■ Try it:
Reproduce the portion of the report on the prisoner killings near Baghdad from "A third police" up to and including "them from escaping.".

■ Supplied text:
It was supposed to be a routine job, police say. Move 69 prisoners from an outlying town to a jail in southern Baghdad. But before they arrived at their destination, every single prisoner had been killed.
The official account given hours after the killing on Monday by the governor of Hilla, 92km (57 miles) south of Baghdad, was that militants had attacked the convoy killing 10 prisoners and one policeman in the crossfire.
"The convoy protection force fiercely responded to the terrorist attack," Governor Sadiq Madloul told reporters.
But a police captain, a second police officer and a senior local official from where the prisoners died in Hilla, all speaking on condition of anonymity while giving an account that differed from the official line, told Reuters no attack took place, and the police had executed the 69 men.
A third police source who would not contradict the account that the convoy had come under attack nevertheless confirmed that all 69 had been killed and said some had not died in the crossfire but were gunned down to prevent them from escaping.
The deaths in Hilla came less than a week after the killing of 52 prisoners in Baquba, a regional capital north of Baghdad.
The police account there also was that the prisoners had died in the crossfire during a battle with insurgents. But local Sunni officials including the mayor and the provincial governor, medical staff at the morgue and relatives of the dead all said the victims were gunned down in their jail cells.

■ Data extract:
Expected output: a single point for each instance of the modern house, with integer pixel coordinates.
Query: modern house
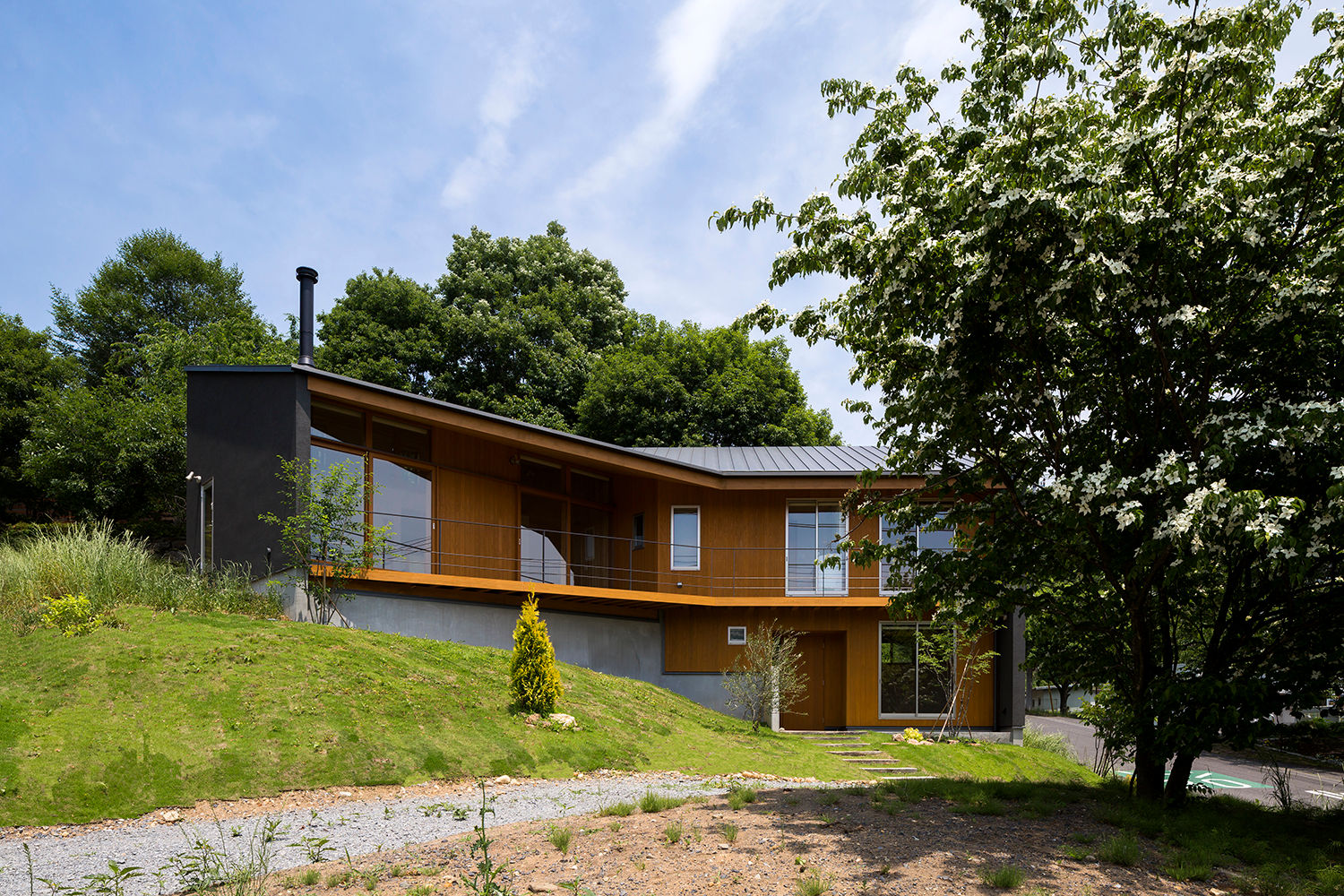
(650, 563)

■ Output:
A third police source who would not contradict the account that the convoy had come under attack nevertheless confirmed that all 69 had been killed and said some had not died in the crossfire but were gunned down to prevent them from escaping.